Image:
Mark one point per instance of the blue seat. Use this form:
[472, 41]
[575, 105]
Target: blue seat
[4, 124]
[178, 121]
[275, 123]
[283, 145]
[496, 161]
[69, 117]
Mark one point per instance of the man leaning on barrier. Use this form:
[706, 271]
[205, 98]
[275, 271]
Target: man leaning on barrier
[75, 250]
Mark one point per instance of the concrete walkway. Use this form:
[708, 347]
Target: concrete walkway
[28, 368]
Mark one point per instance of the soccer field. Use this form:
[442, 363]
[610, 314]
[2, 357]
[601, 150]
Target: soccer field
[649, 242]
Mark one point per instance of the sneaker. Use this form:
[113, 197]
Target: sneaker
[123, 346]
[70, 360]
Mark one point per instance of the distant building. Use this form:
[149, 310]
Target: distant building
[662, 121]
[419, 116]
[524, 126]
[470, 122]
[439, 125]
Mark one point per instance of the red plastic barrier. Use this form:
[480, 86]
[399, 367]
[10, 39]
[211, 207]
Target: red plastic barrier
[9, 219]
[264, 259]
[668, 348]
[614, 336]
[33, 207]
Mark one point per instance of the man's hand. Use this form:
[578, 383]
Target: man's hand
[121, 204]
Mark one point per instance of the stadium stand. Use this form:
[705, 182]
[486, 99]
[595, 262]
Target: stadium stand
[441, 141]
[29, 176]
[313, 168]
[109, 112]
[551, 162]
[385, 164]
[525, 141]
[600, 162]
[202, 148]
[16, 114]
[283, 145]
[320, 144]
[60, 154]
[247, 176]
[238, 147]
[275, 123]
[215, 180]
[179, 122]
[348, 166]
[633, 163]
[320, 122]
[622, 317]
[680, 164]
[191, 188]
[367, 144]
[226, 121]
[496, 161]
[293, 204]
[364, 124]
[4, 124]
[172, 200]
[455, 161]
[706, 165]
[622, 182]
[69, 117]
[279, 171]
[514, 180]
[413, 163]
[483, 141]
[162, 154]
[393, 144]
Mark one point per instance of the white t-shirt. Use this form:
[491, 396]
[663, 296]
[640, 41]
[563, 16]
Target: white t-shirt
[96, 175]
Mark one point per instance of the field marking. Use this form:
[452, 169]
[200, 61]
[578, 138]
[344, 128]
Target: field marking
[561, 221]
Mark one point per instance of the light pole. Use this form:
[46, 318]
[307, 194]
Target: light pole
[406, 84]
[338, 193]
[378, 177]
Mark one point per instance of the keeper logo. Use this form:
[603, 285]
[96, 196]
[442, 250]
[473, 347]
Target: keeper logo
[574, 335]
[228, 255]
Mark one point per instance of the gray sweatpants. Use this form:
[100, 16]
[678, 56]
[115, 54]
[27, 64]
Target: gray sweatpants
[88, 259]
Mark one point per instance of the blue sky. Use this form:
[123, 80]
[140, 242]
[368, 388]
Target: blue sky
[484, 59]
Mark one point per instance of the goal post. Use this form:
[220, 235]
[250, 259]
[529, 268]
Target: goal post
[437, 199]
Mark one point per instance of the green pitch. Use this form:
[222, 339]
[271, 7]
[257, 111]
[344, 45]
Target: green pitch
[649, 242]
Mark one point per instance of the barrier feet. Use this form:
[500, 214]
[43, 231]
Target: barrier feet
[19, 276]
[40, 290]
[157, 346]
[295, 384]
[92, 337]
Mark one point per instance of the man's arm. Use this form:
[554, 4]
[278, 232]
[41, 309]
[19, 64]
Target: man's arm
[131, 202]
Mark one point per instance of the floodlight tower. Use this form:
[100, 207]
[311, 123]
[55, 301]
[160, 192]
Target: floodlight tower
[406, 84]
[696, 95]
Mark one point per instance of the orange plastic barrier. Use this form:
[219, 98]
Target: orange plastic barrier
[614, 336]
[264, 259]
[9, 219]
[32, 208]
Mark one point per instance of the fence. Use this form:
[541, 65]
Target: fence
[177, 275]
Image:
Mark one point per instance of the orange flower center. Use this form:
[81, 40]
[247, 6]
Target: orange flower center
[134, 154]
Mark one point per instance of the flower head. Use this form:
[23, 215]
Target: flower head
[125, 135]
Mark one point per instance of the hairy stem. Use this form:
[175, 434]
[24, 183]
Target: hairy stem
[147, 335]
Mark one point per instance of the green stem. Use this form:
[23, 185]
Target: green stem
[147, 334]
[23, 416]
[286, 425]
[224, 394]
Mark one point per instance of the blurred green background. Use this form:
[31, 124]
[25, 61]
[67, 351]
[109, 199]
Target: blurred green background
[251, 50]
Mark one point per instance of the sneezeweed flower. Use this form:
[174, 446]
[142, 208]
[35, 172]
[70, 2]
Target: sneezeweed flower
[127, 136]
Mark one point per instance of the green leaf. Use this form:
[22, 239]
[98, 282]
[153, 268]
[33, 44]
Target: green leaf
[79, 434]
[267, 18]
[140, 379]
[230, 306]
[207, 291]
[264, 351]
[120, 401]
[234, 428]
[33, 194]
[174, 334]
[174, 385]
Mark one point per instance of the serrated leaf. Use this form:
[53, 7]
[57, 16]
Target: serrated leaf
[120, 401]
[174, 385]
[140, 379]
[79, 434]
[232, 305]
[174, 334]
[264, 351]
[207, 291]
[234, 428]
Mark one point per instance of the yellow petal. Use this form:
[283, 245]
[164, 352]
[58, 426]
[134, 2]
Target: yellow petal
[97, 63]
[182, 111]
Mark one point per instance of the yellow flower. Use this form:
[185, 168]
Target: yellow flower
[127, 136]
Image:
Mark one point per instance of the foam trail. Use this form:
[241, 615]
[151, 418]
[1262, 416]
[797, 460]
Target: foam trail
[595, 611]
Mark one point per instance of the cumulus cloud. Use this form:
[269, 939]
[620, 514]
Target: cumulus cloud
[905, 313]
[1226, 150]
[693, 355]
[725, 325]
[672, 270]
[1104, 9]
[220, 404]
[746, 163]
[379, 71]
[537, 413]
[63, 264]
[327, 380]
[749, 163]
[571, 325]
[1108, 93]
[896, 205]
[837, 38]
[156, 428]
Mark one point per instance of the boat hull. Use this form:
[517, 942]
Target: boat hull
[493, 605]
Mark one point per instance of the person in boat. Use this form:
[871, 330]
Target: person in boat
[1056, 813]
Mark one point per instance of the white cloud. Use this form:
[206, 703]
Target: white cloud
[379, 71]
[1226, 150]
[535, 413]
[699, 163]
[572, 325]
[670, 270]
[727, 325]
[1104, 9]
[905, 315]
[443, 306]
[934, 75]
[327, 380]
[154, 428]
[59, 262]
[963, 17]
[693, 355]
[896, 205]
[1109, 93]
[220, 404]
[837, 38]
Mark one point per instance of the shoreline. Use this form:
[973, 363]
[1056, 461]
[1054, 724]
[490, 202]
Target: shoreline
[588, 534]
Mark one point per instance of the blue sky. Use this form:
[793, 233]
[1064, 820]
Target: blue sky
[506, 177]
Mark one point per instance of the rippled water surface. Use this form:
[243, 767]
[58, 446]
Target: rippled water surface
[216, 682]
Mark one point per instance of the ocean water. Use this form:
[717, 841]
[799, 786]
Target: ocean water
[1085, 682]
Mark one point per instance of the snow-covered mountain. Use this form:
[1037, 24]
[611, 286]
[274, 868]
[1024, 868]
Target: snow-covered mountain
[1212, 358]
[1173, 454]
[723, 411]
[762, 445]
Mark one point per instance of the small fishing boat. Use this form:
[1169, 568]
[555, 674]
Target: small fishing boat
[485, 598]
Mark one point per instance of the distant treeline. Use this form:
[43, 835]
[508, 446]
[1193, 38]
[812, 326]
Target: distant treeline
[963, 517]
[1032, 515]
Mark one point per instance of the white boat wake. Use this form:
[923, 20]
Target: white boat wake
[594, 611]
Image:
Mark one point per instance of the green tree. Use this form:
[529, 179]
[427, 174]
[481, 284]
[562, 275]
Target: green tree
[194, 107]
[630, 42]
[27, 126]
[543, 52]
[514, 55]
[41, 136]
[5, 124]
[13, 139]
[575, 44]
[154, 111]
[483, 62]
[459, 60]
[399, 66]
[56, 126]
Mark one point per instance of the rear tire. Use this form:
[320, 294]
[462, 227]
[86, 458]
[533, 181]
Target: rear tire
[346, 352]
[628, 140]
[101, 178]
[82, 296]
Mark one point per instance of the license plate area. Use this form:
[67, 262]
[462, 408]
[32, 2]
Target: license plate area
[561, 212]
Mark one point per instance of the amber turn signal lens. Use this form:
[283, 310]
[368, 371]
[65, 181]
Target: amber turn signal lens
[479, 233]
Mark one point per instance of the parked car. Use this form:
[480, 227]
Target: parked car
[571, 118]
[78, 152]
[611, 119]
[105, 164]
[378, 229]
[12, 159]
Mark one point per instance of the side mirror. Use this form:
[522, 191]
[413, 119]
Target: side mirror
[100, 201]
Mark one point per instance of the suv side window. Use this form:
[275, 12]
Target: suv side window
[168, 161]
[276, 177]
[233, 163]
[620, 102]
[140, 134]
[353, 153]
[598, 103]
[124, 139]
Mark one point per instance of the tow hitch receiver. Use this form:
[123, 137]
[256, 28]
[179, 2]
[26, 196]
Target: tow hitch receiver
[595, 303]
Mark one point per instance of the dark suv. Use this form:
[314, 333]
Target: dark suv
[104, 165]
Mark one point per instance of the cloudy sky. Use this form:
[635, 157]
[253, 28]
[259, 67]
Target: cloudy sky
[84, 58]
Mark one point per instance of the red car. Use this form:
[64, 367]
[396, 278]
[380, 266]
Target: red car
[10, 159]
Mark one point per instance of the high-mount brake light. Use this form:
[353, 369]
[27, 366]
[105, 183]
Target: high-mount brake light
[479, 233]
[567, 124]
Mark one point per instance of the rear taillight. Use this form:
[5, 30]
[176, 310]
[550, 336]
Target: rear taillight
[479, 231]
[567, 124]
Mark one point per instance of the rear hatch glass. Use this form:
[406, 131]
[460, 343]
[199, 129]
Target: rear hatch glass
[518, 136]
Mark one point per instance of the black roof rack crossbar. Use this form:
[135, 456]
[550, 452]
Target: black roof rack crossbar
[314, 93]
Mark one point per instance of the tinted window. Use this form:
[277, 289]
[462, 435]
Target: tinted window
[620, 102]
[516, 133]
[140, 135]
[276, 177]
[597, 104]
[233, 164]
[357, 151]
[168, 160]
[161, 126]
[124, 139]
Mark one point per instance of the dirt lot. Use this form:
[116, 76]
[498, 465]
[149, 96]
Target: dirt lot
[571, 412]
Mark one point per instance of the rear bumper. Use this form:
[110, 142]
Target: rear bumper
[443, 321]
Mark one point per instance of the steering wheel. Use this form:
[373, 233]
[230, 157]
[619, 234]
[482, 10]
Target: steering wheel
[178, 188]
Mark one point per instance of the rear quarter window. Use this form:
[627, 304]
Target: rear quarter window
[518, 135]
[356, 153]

**What you will do:**
Rewrite the records between the line holding "Mark one point per instance of the rippled" and the line holding "[1085, 682]", inclusive, with "ocean" changed to "sea" and nothing else altered.

**Written response:**
Mark one point per instance of the rippled water surface. Use this form:
[243, 767]
[58, 446]
Target: rippled water surface
[216, 682]
Mark one point per instance of the sea water. Use this form:
[717, 841]
[799, 786]
Target: sea water
[1085, 682]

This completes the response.